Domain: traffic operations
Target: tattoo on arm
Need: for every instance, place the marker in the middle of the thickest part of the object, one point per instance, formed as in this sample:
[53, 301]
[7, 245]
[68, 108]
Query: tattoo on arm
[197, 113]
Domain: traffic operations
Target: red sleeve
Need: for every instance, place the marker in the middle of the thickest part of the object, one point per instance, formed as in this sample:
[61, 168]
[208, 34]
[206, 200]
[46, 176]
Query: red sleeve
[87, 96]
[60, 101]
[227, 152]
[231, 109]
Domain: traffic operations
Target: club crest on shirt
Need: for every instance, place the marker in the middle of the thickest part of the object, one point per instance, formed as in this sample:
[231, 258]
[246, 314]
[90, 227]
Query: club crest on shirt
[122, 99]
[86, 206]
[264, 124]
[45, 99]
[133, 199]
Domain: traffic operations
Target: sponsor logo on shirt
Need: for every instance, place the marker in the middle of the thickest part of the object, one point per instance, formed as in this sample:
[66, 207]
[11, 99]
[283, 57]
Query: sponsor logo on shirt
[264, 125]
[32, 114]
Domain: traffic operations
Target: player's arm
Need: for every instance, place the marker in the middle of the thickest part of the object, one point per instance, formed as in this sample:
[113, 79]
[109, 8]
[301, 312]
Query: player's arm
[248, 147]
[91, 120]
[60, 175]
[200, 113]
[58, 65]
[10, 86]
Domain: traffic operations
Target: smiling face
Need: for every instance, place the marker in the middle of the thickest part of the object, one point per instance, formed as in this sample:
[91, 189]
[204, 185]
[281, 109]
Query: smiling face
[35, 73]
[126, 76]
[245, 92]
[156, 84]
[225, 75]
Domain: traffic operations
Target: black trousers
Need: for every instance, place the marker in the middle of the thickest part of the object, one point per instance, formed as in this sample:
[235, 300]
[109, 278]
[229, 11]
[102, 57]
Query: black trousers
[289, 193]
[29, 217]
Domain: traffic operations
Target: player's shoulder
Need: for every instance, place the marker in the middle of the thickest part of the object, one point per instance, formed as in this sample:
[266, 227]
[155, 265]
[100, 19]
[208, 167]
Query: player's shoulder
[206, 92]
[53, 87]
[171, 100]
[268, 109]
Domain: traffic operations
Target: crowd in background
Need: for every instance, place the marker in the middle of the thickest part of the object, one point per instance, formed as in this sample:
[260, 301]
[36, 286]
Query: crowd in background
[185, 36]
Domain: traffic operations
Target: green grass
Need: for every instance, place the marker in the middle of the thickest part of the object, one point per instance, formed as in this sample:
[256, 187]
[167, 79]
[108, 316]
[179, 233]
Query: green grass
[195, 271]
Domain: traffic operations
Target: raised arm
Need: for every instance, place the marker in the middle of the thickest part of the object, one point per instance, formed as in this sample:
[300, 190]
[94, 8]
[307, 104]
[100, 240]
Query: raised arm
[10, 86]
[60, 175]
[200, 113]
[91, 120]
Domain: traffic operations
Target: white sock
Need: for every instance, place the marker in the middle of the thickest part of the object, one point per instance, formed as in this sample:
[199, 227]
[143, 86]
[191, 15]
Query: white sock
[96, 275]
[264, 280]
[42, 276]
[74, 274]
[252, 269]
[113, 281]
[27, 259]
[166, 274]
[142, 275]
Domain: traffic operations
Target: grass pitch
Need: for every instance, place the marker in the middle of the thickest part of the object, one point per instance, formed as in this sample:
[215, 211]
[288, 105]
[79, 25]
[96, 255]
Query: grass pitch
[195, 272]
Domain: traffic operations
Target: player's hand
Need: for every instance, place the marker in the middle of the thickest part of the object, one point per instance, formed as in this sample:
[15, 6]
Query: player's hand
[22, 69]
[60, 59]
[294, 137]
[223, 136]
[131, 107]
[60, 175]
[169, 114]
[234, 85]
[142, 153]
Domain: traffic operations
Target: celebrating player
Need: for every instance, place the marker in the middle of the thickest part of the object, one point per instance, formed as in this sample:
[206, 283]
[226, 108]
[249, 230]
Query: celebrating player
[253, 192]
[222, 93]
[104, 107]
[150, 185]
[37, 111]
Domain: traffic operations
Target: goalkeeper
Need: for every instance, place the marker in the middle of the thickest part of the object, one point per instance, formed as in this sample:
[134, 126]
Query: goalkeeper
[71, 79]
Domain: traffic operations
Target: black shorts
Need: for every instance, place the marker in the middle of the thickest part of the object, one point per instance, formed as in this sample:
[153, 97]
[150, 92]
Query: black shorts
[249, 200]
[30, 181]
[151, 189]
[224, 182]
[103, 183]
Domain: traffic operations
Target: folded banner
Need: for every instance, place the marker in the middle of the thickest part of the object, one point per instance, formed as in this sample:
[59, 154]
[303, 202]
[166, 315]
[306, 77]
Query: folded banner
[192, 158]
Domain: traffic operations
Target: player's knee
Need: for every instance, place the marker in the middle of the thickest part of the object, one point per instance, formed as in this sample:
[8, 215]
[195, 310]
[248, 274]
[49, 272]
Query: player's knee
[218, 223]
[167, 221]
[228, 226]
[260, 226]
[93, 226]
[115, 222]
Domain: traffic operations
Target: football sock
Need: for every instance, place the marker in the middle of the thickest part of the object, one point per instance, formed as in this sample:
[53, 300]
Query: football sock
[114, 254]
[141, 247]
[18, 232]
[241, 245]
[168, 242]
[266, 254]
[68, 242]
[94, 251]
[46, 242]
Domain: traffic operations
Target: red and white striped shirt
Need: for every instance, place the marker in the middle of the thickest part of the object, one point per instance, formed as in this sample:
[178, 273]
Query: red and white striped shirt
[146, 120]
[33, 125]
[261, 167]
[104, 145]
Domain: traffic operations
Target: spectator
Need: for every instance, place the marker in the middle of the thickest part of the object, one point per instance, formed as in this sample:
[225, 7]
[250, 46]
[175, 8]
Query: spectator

________________________

Your task: Set down the complete listing once more, exactly as it appears.

Solution to the problem:
Domain: traffic operations
Target: tattoo on arm
Need: for every instance, place the marker in the middle of the thickest part of the object, one point per instance, formed as in this sample:
[53, 301]
[7, 245]
[68, 108]
Query: tattoo on arm
[197, 113]
Domain: traffic operations
Target: red sleeve
Need: for every instance, place the marker in the middle of the thickest part of the object, one point per instance, formed as in this sample:
[61, 168]
[208, 34]
[206, 200]
[46, 176]
Query: red sleeve
[87, 96]
[60, 101]
[227, 152]
[231, 109]
Domain: traffic operations
Target: club crest on shirt
Need: for every instance, place the marker in the middle of the thickest part of the object, one point per instance, formed as in this sample:
[231, 258]
[246, 314]
[90, 227]
Query: club crest on shirt
[122, 99]
[86, 206]
[264, 124]
[45, 99]
[133, 199]
Domain: traffic operations
Target: sponsor logo on shirt
Need: for every instance, place the marker in the middle of the thickest part of the object, one point per instance, formed as in this sample:
[66, 207]
[11, 99]
[283, 57]
Query: sponsor logo on shirt
[264, 125]
[32, 114]
Domain: traffic operations
Target: player's arm
Need: for every instance, place the marker in the middle of the thickest part of the object, one point per instance, formed as in this sample:
[113, 79]
[109, 8]
[301, 312]
Query: player's arm
[248, 147]
[91, 120]
[60, 175]
[200, 113]
[58, 65]
[10, 86]
Domain: traffic operations
Target: smiling face
Need: for every instance, place the marker in the middle of the thickest part of the object, one point per instance, formed as in this sample:
[91, 189]
[204, 185]
[281, 109]
Query: smiling face
[35, 73]
[126, 76]
[245, 92]
[156, 84]
[225, 75]
Domain: traffic operations
Target: black trousers
Need: for every instance, place the marker in the middle of the thickest part of the object, one point per instance, formed as in this sample:
[235, 300]
[109, 278]
[229, 11]
[102, 57]
Query: black trousers
[289, 193]
[29, 217]
Domain: traffic operations
Target: player's shoulder
Need: for every instance, place the marker in the middle of the thickest part of the object, one point per instance, formed as in this sample:
[266, 227]
[155, 265]
[100, 19]
[208, 167]
Query: player's shoulder
[206, 92]
[53, 87]
[171, 100]
[268, 109]
Domain: traffic operations
Target: crowd in background
Need: for every instance, place the marker in the middle of the thickest part of the object, one point per instance, formed as in this sample:
[260, 301]
[36, 286]
Query: crowd in background
[185, 36]
Domain: traffic operations
Target: green grass
Need: for every instance, place the marker in the middle of the thickest part of the object, one point per instance, formed as in this sample:
[256, 187]
[167, 79]
[108, 316]
[179, 233]
Query: green grass
[195, 271]
Domain: traffic operations
Target: raised arm
Need: for every instance, place the marker in the middle of the thickest part of the object, one point per instance, formed as in this sample:
[300, 190]
[94, 8]
[307, 104]
[100, 240]
Query: raised arm
[10, 86]
[60, 175]
[200, 113]
[91, 120]
Domain: traffic operations
Target: white sock
Need: for every instance, place the marker in the middle of the thickest part of the object, one point per instance, formed as in this sample:
[199, 227]
[143, 86]
[191, 15]
Query: white sock
[96, 275]
[264, 280]
[42, 276]
[74, 274]
[252, 269]
[113, 281]
[27, 259]
[166, 274]
[142, 275]
Domain: traffic operations
Target: grass pitch
Need: for every instance, place the marker in the middle of the thickest part of the object, one point per instance, formed as in this sample:
[215, 211]
[288, 105]
[79, 25]
[96, 255]
Query: grass pitch
[195, 272]
Domain: traffic operations
Target: player's hand
Need: for every instance, place the marker in the middle of the thickest part of the object, one point per instance, formed as in this sample:
[15, 6]
Query: player's hand
[22, 69]
[60, 59]
[294, 137]
[223, 136]
[131, 107]
[60, 175]
[169, 114]
[234, 85]
[142, 153]
Domain: traffic operations
Target: celebrating player
Need: for every instance, place the marker in the middle of the thickest part of the object, one point per instance, formed as in this sample:
[206, 283]
[226, 108]
[249, 230]
Query: celebrating player
[253, 192]
[222, 93]
[104, 107]
[150, 185]
[37, 111]
Domain: traffic operations
Target: goalkeeper
Need: for every instance, place the marker in the middle of the thickest part of the object, one point per instance, formed as in this sample:
[134, 126]
Query: goalkeeper
[71, 79]
Domain: traffic operations
Target: black shorts
Need: for every instance, place the marker in the middle of the thickest part of the object, one point per instance, formed as in this sample:
[153, 97]
[150, 92]
Query: black shorts
[249, 200]
[30, 181]
[151, 189]
[224, 182]
[103, 183]
Domain: traffic operations
Target: folded banner
Need: for every instance, place the marker in the middle of the thickest part of the object, one point per instance, formed as in this sample:
[59, 154]
[303, 202]
[166, 315]
[306, 77]
Query: folded banner
[192, 158]
Domain: traffic operations
Target: player's knee
Need: for every instance, place the marker in the middle of the thickest part of the object, one point per instance, formed as in this sample:
[8, 215]
[195, 310]
[248, 274]
[49, 272]
Query: player's knee
[218, 223]
[167, 221]
[228, 226]
[260, 226]
[93, 226]
[115, 222]
Domain: traffic operations
Target: football sock
Need: for every instance, place the marker in the middle of the thickest part of the object, one point per instance, formed as in this sample:
[53, 300]
Query: football sock
[114, 254]
[141, 247]
[18, 232]
[241, 245]
[168, 242]
[266, 254]
[68, 242]
[94, 251]
[46, 242]
Domain: traffic operations
Target: red and white striped shirt
Need: for every instance, place the marker in the middle of the thickest part of the object, one point per instance, formed as in this sample:
[178, 273]
Query: red and white striped shirt
[146, 120]
[33, 125]
[261, 167]
[104, 145]
Domain: traffic operations
Target: spectator
Need: for every instance, place the marker in the middle of the thickest part of the object, one point per instance, formed as in this sample:
[225, 7]
[250, 46]
[175, 8]
Query: spectator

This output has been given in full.